## [SHORT TASK]
Reproduce each of the following records verbatim, omitting the pictures from your reply.

-- BEGIN DATA LISTING --

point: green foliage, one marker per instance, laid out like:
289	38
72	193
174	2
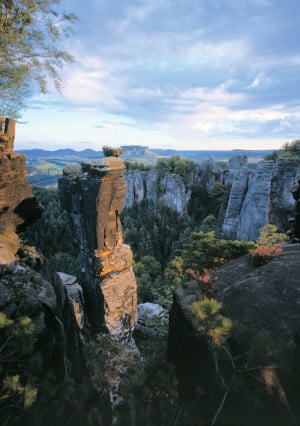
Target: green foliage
204	204
206	251
210	321
46	234
16	347
30	35
270	236
264	254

-- END DATA LISTING --

## [ANSWER TO THE EXERCISE]
point: green foliage, one marker per instance, laid out like:
289	38
72	193
174	2
Target: green foliage
204	204
206	251
210	321
46	234
16	347
30	35
270	236
264	254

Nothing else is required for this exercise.